____ Text passage

Military Ops




Reproduced with permission from The Beacon Supplement July 31, 1991



To thousands of Canadians stationed with the RCAF in Newfoundland and Labrador in the early ‘40s, Ganderberries had special significance.  They were the 164 Air Transport Squadron planes.  Whether going on leave, posting, tour of duty, discharge, journey home or to a new station it began at an A.T.O. at Gander, Goose Bay or Torbay, and the first leg of the trip was a flip in a “Ganderberry” to Moncton.

 A week of weather to keep the 164 Squadron grounded, was a grim week indeed.  But Ganderberries gave more than passenger service.  All extra messing was brought in by 164 and many times, passengers returned from leave sharing his accommodation with eggs, crates of oranges, lettuce and celery.  Priority freight (urgently needed pieces of equipment or supplies) were carried on these aircraft.  They once delivered two Merlin engines weighing 2,420 pounds and a crankshaft weighing 2000 pounds.

 Squadron personnel often talked about the time when, in response to an urgent call from Gander, they rounded up and flew in a dozen or so cats.  Pet dogs have been passengers a time or two and a load of pigs was once flown in to form the nucleus of the RCAF piggery.  At least one of the pianos at the station was delivered by 164 and once, in an emergency, a Ganderberry made a mercy flight to deliver penicillin to the Gander Hospital. 

 Half a million pounds of extra messing were delivered in December,1944 and in the first six months of 1945, the squadron carried a total weight of 6,559,636 pounds of passengers and freight.  Gander’s share of that was 977,164 pounds from Moncton to Gander and 671,501 from Gander to Moncton.

________

▶ [Work request]
Reproduce the Ganderberry article above in full, word for word.

____ Raw data

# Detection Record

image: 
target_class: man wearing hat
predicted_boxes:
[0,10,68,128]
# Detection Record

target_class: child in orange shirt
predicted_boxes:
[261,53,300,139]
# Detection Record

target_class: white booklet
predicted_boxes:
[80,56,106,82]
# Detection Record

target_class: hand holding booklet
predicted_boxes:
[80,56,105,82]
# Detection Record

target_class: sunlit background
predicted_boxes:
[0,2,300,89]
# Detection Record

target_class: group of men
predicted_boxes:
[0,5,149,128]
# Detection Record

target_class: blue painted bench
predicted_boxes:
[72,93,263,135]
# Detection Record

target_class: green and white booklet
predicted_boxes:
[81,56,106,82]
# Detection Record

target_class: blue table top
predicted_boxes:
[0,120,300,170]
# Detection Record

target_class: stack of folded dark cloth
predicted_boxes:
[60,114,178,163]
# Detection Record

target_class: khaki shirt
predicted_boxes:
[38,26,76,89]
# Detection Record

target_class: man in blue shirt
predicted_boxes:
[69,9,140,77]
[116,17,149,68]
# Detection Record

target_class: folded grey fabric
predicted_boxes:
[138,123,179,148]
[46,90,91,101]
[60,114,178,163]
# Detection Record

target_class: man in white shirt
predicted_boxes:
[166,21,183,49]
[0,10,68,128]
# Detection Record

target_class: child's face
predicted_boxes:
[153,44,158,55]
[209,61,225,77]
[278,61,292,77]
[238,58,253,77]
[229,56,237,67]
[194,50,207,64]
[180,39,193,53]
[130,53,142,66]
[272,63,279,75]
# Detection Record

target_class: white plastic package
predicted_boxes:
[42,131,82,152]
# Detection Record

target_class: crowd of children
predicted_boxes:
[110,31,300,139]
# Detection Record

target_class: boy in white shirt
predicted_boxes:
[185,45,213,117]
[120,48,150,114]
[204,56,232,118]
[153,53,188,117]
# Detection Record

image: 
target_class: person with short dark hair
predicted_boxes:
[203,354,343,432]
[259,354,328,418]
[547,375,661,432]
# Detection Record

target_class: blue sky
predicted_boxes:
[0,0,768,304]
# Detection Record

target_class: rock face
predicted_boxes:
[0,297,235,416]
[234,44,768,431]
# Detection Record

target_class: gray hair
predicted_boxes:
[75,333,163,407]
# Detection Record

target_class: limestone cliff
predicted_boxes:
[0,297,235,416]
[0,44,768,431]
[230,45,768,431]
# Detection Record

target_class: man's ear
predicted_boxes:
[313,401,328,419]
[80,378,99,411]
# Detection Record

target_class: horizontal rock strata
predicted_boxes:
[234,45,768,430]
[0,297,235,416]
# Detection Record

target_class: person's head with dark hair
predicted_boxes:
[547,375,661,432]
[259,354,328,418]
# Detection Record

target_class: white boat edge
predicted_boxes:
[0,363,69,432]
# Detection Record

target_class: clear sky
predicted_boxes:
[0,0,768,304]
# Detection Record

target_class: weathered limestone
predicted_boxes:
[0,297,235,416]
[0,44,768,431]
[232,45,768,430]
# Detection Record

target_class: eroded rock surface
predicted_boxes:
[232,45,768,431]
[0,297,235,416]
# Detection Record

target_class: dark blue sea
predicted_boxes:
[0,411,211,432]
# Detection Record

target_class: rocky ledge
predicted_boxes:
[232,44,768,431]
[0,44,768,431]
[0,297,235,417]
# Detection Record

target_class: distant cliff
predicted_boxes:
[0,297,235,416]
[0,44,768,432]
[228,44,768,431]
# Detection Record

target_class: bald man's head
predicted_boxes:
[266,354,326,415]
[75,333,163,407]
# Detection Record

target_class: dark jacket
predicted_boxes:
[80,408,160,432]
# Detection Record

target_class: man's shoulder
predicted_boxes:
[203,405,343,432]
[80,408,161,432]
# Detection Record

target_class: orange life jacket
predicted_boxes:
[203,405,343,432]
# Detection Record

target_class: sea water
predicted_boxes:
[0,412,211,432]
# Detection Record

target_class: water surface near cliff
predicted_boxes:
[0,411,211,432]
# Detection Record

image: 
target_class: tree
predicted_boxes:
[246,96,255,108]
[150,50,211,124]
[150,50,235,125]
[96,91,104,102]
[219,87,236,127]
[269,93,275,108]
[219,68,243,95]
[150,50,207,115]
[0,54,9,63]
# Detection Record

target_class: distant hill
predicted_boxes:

________

▶ [Result of this task]
Military Ops




Reproduced with permission from The Beacon Supplement July 31, 1991



To thousands of Canadians stationed with the RCAF in Newfoundland and Labrador in the early ‘40s, Ganderberries had special significance.  They were the 164 Air Transport Squadron planes.  Whether going on leave, posting, tour of duty, discharge, journey home or to a new station it began at an A.T.O. at Gander, Goose Bay or Torbay, and the first leg of the trip was a flip in a “Ganderberry” to Moncton.

 A week of weather to keep the 164 Squadron grounded, was a grim week indeed.  But Ganderberries gave more than passenger service.  All extra messing was brought in by 164 and many times, passengers returned from leave sharing his accommodation with eggs, crates of oranges, lettuce and celery.  Priority freight (urgently needed pieces of equipment or supplies) were carried on these aircraft.  They once delivered two Merlin engines weighing 2,420 pounds and a crankshaft weighing 2000 pounds.

 Squadron personnel often talked about the time when, in response to an urgent call from Gander, they rounded up and flew in a dozen or so cats.  Pet dogs have been passengers a time or two and a load of pigs was once flown in to form the nucleus of the RCAF piggery.  At least one of the pianos at the station was delivered by 164 and once, in an emergency, a Ganderberry made a mercy flight to deliver penicillin to the Gander Hospital. 

 Half a million pounds of extra messing were delivered in December,1944 and in the first six months of 1945, the squadron carried a total weight of 6,559,636 pounds of passengers and freight.  Gander’s share of that was 977,164 pounds from Moncton to Gander and 671,501 from Gander to Moncton.